---------- Passage provided

MAGIC
Part of night’s magic is how it preserves possibilities day annihilates. Those floodlights, barren blare delimiting the asphalt of State Highway One from the formless darkness beyond, might be the sentinels of a robocratic regime. Those bright points shaping a hill from shadow might be the watchfires of a mountain fastness. Those stars one by one choked out in the toxic brume of city-light might be an alien armada, winnowed too slowly by orbital cannons.
This road from Gisborne town to Auckland city is long, and with miles still unspent, I might be going home instead of merely going back.
SPRING
September gives my garden little growth. The last of the winter oranges lie half-pulped and bleeding into the ochre tiles that tamp the brown earth, prevented even in death from returning to the ground of their brief being. Coarse grasses, thick-bladed and unlovely, overrun the flowerbeds Gran planted when she still lived with us and strength still lived in her. The veggie box my father built with such high green hopes is now a heap of composting greenwaste. Yet every year Ransetsu’s death poem is proved living prophecy, for on the old cherry tree spring is born, blossom by blossom.

--------------------
---------- Provided material

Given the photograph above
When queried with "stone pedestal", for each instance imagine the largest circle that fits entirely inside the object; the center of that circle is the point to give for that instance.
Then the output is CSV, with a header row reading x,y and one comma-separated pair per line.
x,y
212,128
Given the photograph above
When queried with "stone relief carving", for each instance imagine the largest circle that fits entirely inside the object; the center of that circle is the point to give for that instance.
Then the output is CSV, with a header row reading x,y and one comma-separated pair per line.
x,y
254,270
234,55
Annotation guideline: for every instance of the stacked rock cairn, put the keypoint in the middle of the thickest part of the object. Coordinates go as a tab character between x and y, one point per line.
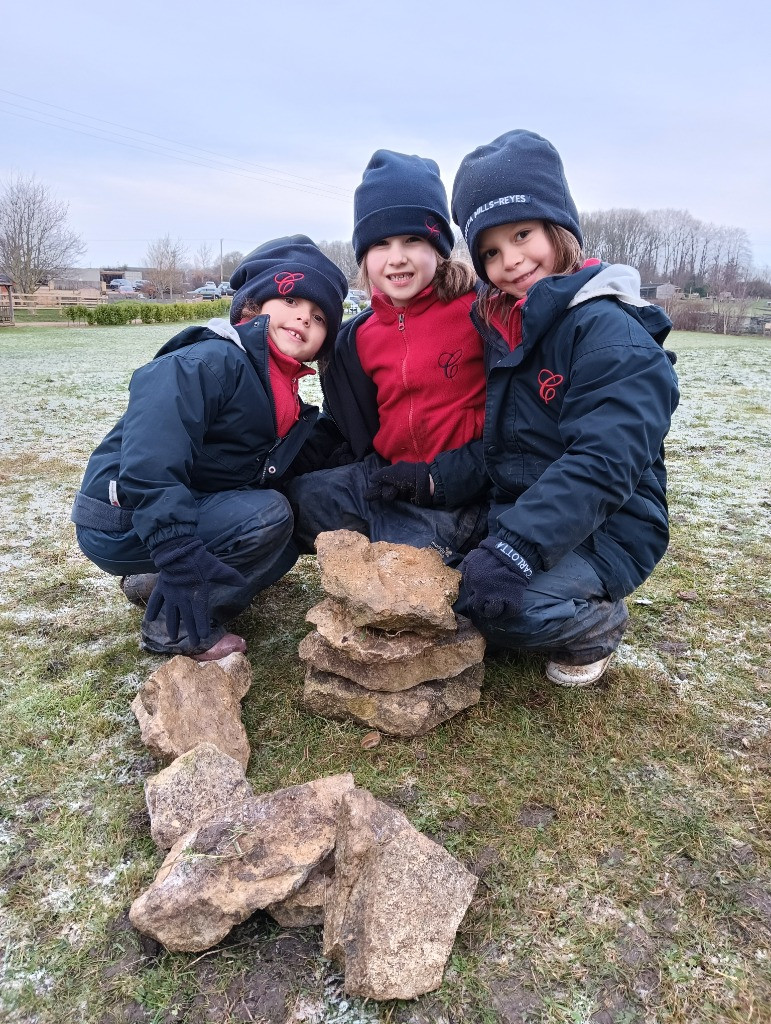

--------------------

Task list:
1. Reproduce the passage about night and spring word for word, from "This road from" to "blossom by blossom.".
2. Extend the passage about night and spring, picking up right after its last sentence.

Set of answers:
1.
This road from Gisborne town to Auckland city is long, and with miles still unspent, I might be going home instead of merely going back.
SPRING
September gives my garden little growth. The last of the winter oranges lie half-pulped and bleeding into the ochre tiles that tamp the brown earth, prevented even in death from returning to the ground of their brief being. Coarse grasses, thick-bladed and unlovely, overrun the flowerbeds Gran planted when she still lived with us and strength still lived in her. The veggie box my father built with such high green hopes is now a heap of composting greenwaste. Yet every year Ransetsu’s death poem is proved living prophecy, for on the old cherry tree spring is born, blossom by blossom.

2.
GREEN
The table at the rear of the Auckland High Court judges’ library—dark mahogany and scuffed green leather—is where I do the loose-leaf filing, and spend long lacunae gazing out the window at people passing in the street below.
The sky stretches from one horizon to another in a wall of undifferentiated grey, against which the buildings of the CBD appear in vivid, childlike colour, like toy models set up before an as-yet unpainted backdrop. I have never seen a sky like it. All it wants is a titanic Bob Ross to turn this blank canvas into a masterpiece.